- [Location identification entries]

** start **

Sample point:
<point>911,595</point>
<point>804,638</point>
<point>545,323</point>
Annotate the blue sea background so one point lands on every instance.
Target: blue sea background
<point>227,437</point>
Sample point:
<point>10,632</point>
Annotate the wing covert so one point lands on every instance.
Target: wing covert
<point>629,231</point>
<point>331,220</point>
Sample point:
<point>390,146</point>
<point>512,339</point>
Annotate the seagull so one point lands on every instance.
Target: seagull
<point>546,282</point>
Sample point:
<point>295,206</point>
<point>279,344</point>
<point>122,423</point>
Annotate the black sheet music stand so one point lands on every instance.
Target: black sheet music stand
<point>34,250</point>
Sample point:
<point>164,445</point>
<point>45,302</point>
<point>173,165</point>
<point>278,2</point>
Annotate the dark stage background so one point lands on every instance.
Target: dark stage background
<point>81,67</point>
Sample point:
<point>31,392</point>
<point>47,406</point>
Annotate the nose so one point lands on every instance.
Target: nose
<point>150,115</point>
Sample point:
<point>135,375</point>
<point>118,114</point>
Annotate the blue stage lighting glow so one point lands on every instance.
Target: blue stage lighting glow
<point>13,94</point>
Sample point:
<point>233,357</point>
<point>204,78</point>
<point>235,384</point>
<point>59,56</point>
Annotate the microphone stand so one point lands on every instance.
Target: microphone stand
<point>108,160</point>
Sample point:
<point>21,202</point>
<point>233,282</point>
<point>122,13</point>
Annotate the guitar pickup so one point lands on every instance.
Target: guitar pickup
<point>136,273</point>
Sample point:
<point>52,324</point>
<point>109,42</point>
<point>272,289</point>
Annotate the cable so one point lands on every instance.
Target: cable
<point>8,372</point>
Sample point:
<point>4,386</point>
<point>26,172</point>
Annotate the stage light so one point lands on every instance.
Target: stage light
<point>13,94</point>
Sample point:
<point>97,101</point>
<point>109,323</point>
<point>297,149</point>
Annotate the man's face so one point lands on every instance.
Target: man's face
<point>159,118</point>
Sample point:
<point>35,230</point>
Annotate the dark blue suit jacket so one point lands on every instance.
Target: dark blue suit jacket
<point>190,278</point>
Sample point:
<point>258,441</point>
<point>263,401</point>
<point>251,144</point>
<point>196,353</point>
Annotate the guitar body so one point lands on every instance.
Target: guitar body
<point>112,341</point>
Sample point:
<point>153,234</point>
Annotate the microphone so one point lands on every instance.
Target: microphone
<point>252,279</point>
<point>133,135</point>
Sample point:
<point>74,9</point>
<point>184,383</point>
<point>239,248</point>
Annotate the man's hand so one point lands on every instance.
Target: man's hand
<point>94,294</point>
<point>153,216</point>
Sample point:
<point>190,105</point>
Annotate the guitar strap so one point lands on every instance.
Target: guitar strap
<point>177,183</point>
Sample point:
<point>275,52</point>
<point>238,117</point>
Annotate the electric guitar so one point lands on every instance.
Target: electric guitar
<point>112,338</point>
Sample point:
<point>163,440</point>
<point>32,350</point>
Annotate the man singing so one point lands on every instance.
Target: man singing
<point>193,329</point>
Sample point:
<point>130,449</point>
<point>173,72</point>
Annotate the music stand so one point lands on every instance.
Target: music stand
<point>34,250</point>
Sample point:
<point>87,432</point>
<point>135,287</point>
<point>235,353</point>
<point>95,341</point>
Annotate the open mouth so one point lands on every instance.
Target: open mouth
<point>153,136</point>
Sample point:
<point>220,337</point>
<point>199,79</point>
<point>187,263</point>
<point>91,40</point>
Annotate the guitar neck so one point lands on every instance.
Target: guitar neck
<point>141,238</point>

** end **

- [STATED GOAL] Put every line of the material above into a Markdown table with two columns, "No." for the row number and "Line" for the line itself, leaving out any blank lines.

- [EXPECTED ANSWER]
| No. | Line |
|---|---|
| 1 | Sample point: |
| 2 | <point>911,595</point> |
| 3 | <point>804,638</point> |
| 4 | <point>545,323</point> |
| 5 | Annotate the blue sea background so one point lands on every instance. |
| 6 | Target: blue sea background |
| 7 | <point>227,437</point> |
| 8 | Sample point: |
| 9 | <point>10,632</point> |
| 10 | Annotate the wing covert so one point lands on every instance. |
| 11 | Target: wing covert |
| 12 | <point>629,231</point> |
| 13 | <point>331,220</point> |
| 14 | Sample point: |
| 15 | <point>390,146</point> |
| 16 | <point>512,339</point> |
| 17 | Annotate the seagull so one point lands on every instance. |
| 18 | Target: seagull |
| 19 | <point>546,282</point> |
| 20 | Sample point: |
| 21 | <point>295,206</point> |
| 22 | <point>279,344</point> |
| 23 | <point>122,423</point> |
| 24 | Annotate the black sheet music stand so one point lands on every instance. |
| 25 | Target: black sheet music stand |
| 26 | <point>34,250</point> |
| 27 | Sample point: |
| 28 | <point>164,445</point> |
| 29 | <point>45,302</point> |
| 30 | <point>173,165</point> |
| 31 | <point>278,2</point> |
| 32 | Annotate the dark stage background so one point lands on every instance. |
| 33 | Target: dark stage background |
| 34 | <point>81,67</point> |
| 35 | Sample point: |
| 36 | <point>31,392</point> |
| 37 | <point>47,406</point> |
| 38 | Annotate the nose so one point lands on every instance. |
| 39 | Target: nose |
| 40 | <point>150,115</point> |
| 41 | Sample point: |
| 42 | <point>135,375</point> |
| 43 | <point>118,114</point> |
| 44 | Annotate the blue stage lighting glow so one point lands on every instance. |
| 45 | Target: blue stage lighting glow |
| 46 | <point>13,94</point> |
| 47 | Sample point: |
| 48 | <point>233,357</point> |
| 49 | <point>204,78</point> |
| 50 | <point>235,384</point> |
| 51 | <point>59,56</point> |
| 52 | Annotate the microphone stand so one point lands on every instance. |
| 53 | Target: microphone stand |
| 54 | <point>108,160</point> |
| 55 | Sample point: |
| 56 | <point>21,202</point> |
| 57 | <point>233,282</point> |
| 58 | <point>122,13</point> |
| 59 | Annotate the guitar pickup so one point lands on every instance. |
| 60 | Target: guitar pickup |
| 61 | <point>136,273</point> |
| 62 | Sample point: |
| 63 | <point>52,324</point> |
| 64 | <point>109,42</point> |
| 65 | <point>272,289</point> |
| 66 | Annotate the cable so one point lands on every instance. |
| 67 | Target: cable |
| 68 | <point>8,372</point> |
| 69 | Sample point: |
| 70 | <point>4,386</point> |
| 71 | <point>26,172</point> |
| 72 | Annotate the stage light so one point lands on every instance. |
| 73 | Target: stage light |
| 74 | <point>13,94</point> |
| 75 | Sample point: |
| 76 | <point>97,101</point> |
| 77 | <point>109,323</point> |
| 78 | <point>297,149</point> |
| 79 | Annotate the man's face so one point lands on every instance. |
| 80 | Target: man's face |
| 81 | <point>159,118</point> |
| 82 | Sample point: |
| 83 | <point>35,230</point> |
| 84 | Annotate the dark blue suit jacket so one point lands on every instance. |
| 85 | Target: dark blue suit jacket |
| 86 | <point>190,278</point> |
| 87 | Sample point: |
| 88 | <point>258,441</point> |
| 89 | <point>263,401</point> |
| 90 | <point>251,144</point> |
| 91 | <point>196,353</point> |
| 92 | Annotate the guitar body so one point lands on every instance. |
| 93 | Target: guitar body |
| 94 | <point>112,341</point> |
| 95 | Sample point: |
| 96 | <point>153,234</point> |
| 97 | Annotate the microphone so one point lands on every instance. |
| 98 | Target: microphone |
| 99 | <point>252,279</point> |
| 100 | <point>133,135</point> |
| 101 | Sample point: |
| 102 | <point>74,9</point> |
| 103 | <point>184,383</point> |
| 104 | <point>239,248</point> |
| 105 | Annotate the man's hand so one point lands on every instance. |
| 106 | Target: man's hand |
| 107 | <point>94,294</point> |
| 108 | <point>153,216</point> |
| 109 | Sample point: |
| 110 | <point>190,105</point> |
| 111 | Annotate the guitar strap so one point lands on every instance. |
| 112 | Target: guitar strap |
| 113 | <point>177,183</point> |
| 114 | Sample point: |
| 115 | <point>275,52</point> |
| 116 | <point>238,117</point> |
| 117 | Annotate the electric guitar so one point lands on every instance. |
| 118 | Target: electric guitar |
| 119 | <point>112,338</point> |
| 120 | Sample point: |
| 121 | <point>163,440</point> |
| 122 | <point>32,350</point> |
| 123 | Annotate the man singing so one point lands on every instance. |
| 124 | Target: man singing |
| 125 | <point>193,329</point> |
| 126 | Sample point: |
| 127 | <point>130,449</point> |
| 128 | <point>173,72</point> |
| 129 | Annotate the music stand so one point lands on every instance. |
| 130 | Target: music stand |
| 131 | <point>34,250</point> |
| 132 | Sample point: |
| 133 | <point>87,432</point> |
| 134 | <point>135,287</point> |
| 135 | <point>235,353</point> |
| 136 | <point>95,341</point> |
| 137 | Annotate the open mouth so one point lands on every instance. |
| 138 | Target: open mouth |
| 139 | <point>153,136</point> |
| 140 | Sample point: |
| 141 | <point>220,337</point> |
| 142 | <point>199,79</point> |
| 143 | <point>187,263</point> |
| 144 | <point>91,40</point> |
| 145 | Annotate the guitar neck so one point lands on every instance. |
| 146 | Target: guitar neck |
| 147 | <point>141,238</point> |